▸ **Page**:
M. Jacques (Denis): En fait, on est au niveau des principes, on est en train d'établir les règles. Est-ce que c'est la solvabilité de ces chauffards qui va générer les règles de droit qu'on est en train d'établir dans notre société? Moi, je vous soumets que non.

M. Chevrette: Faites-vous la distinction entre un régime d'assurance et le Code criminel?

M. Jacques (Denis): C'est sûr que je fais une différence, comme n'importe qui ici.

M. Chevrette: Donc, si vous faites une différence entre un code criminel qui pénalise des actes criminels et une assurance collective à toutes fins pratiques... Parce que vous avez lu la réplique de Mme Payette, qui est l'auteure de ce projet de loi là, qui a essayé de resituer le débat à son juste niveau. Si on considère que le criminel de la route est mal jugé dans nos lois actuelles, on doit s'en prendre au Code criminel. Mais, comme régime d'assurance collective, d'assurance groupe, est-ce qu'on ne profite pas d'un débat pour faire valoir un point de vue qui devrait être débattu dans un autre forum?

M. Jacques (Denis): En fait, je pense qu'au niveau de l'indemnisation il y a quand même un montant d'argent qui est dévolu à l'indemnisation. Et évidemment, si on prend de ces montants d'argent là pour indemniser les gens qui ont généré par leur propre faute, par une conduite criminelle et par une conduite qui n'avait pas sa raison d'être... La personne n'avait pas d'affaire à être dans son auto, évidemment elle n'avait pas d'affaire... Si elle n'avait pas été dans son auto, elle n'aurait pas causé un accident. Alors, les argents qu'on met là, on pourrait les mettre ailleurs et faire en sorte que ceux qui sont indemnisés partiellement puissent l'être un peu mieux et un peu plus totalement qu'en ce moment.

M. Chevrette: Je reviens à ma question. Si 84 % des gens sont insolvables ou ne gagnent plus que tant... Quand je dis non solvables, ce n'est pas une question de solvabilité, c'est plus une question de revenus. Quand Me Bellemare est venu ici puis Me Boulanger, je leur ai demandé: Conseilleriez-vous à vos clients de poursuivre un de ces 84 % là? Ils m'ont répondu non. Puis ils étaient membres de votre comité. Je vous pose la question: Conseilleriez-vous à des clients québécois de poursuivre quelqu'un qui est sur la sécurité du revenu?

M. Jacques (Denis): Je pense que poser la question, c'est y répondre. Mais, encore une fois, je ne pense pas que c'est comme ça qu'il faut réfléchir lorsqu'on établit des règles de société.

M. Chevrette: Mais est-ce qu'on peut demander au citoyen de se croiser les doigts, de toucher du bois puis de dire: Si je suis frappé, il faut que je frappe un riche? Est-ce que vous considérez que c'est un système qui a de l'allure, qui se tient sur le plan des principes?

M. Jacques (Denis): Non, mais c'est parce que vous inversez les rôles, là. Il faudrait que celui qui se fasse frapper se fasse frapper par un riche.

▸ **Travail à faire**: Dressez la liste de toutes les personnes nommées dans le débat ci-dessus sur l'indemnisation des chauffards.

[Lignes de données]
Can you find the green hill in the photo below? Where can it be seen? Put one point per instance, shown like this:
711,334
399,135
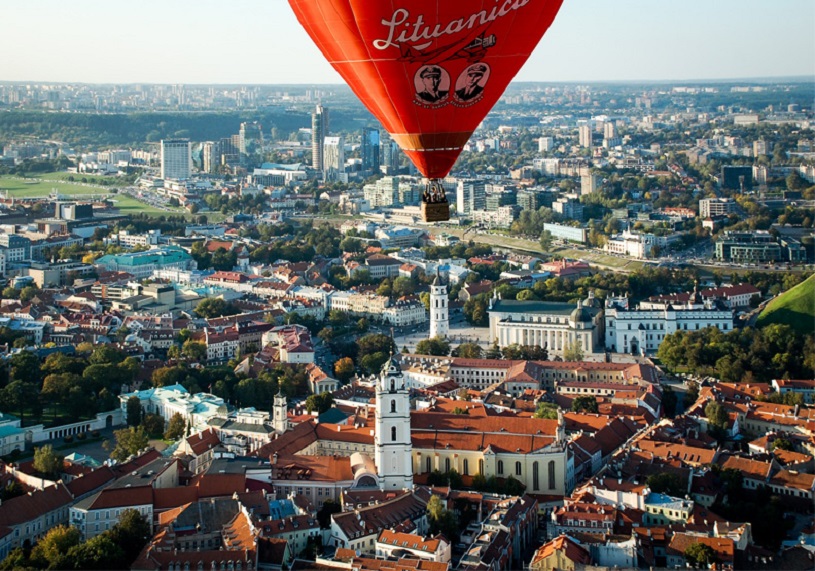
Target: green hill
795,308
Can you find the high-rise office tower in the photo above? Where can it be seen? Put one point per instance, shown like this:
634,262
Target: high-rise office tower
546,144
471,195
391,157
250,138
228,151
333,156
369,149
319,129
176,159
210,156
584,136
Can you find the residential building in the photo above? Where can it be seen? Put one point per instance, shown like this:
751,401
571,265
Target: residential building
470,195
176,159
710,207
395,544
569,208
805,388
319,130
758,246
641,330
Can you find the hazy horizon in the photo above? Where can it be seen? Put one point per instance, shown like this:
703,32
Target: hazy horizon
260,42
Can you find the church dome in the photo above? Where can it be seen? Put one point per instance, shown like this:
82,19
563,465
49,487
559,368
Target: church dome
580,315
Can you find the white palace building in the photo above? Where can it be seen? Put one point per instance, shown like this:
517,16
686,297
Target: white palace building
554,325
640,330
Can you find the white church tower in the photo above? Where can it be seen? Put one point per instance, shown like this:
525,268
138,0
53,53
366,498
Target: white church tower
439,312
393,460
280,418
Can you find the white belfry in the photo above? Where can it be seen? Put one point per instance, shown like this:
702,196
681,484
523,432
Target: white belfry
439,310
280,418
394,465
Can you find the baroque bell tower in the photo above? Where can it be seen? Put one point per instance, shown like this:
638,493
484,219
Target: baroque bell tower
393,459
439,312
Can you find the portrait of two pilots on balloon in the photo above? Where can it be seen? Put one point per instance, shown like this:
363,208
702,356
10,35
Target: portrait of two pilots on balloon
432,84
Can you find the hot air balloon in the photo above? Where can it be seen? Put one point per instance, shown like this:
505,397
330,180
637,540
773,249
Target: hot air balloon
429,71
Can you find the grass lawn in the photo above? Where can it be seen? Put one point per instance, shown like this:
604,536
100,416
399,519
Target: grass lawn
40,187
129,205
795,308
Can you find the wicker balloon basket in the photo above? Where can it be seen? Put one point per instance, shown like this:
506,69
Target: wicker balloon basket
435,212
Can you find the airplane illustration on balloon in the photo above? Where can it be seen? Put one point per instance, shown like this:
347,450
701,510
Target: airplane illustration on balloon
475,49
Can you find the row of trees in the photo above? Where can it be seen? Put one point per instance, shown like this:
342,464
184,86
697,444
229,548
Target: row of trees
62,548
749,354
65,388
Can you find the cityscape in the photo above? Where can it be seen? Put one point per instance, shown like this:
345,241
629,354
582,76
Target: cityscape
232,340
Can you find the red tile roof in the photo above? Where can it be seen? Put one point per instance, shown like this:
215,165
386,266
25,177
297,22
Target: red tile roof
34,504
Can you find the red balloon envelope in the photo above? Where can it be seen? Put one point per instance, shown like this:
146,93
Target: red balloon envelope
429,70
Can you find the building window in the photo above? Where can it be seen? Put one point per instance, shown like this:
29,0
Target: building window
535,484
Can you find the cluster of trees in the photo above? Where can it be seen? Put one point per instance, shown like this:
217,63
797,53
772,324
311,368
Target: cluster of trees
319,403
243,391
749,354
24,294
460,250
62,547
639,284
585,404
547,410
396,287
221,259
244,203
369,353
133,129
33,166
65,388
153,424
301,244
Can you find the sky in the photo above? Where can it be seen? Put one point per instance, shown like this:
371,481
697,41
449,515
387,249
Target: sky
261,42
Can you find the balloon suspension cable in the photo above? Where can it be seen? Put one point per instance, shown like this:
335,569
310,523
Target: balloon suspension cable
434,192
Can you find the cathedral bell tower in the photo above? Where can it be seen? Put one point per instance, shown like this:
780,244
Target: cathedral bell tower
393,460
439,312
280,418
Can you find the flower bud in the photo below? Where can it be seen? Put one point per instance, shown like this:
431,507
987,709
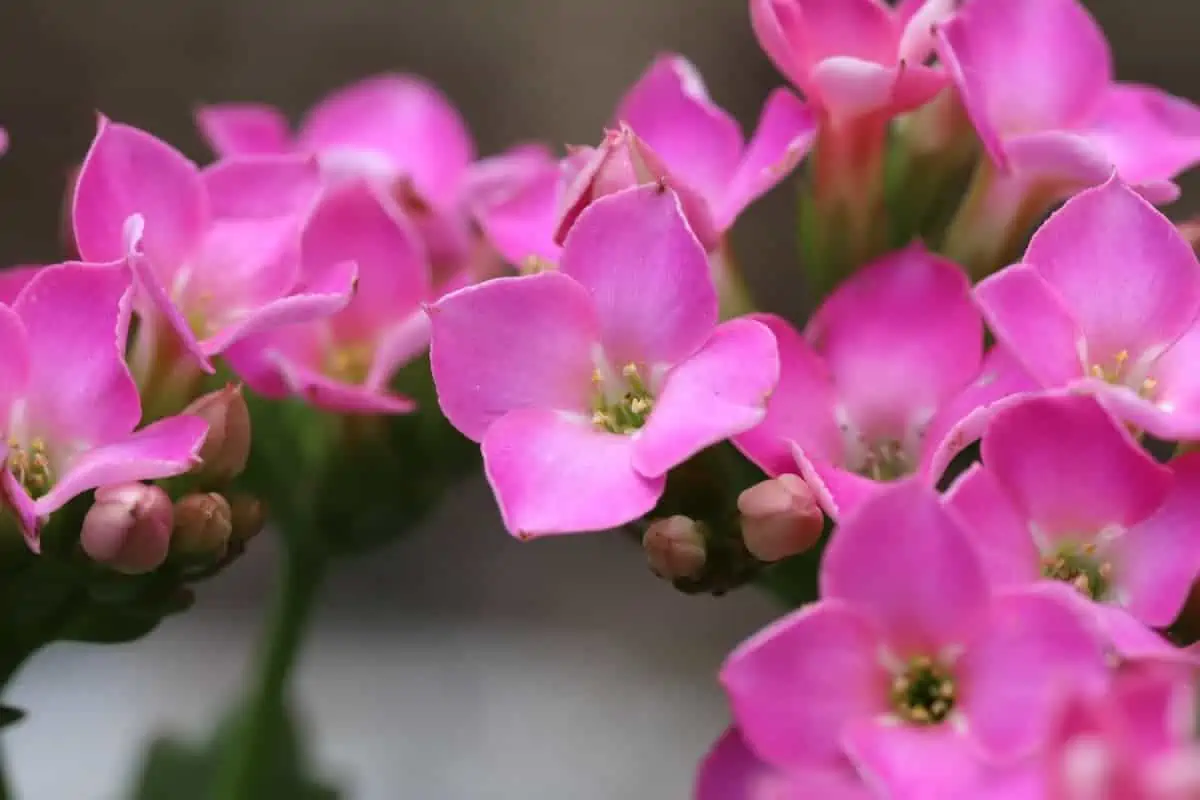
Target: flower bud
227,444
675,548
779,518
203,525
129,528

▸ **Réponse**:
- M. Jacques (Denis)
- M. Chevrette
- Mme Payette
- Me Bellemare
- Me Boulanger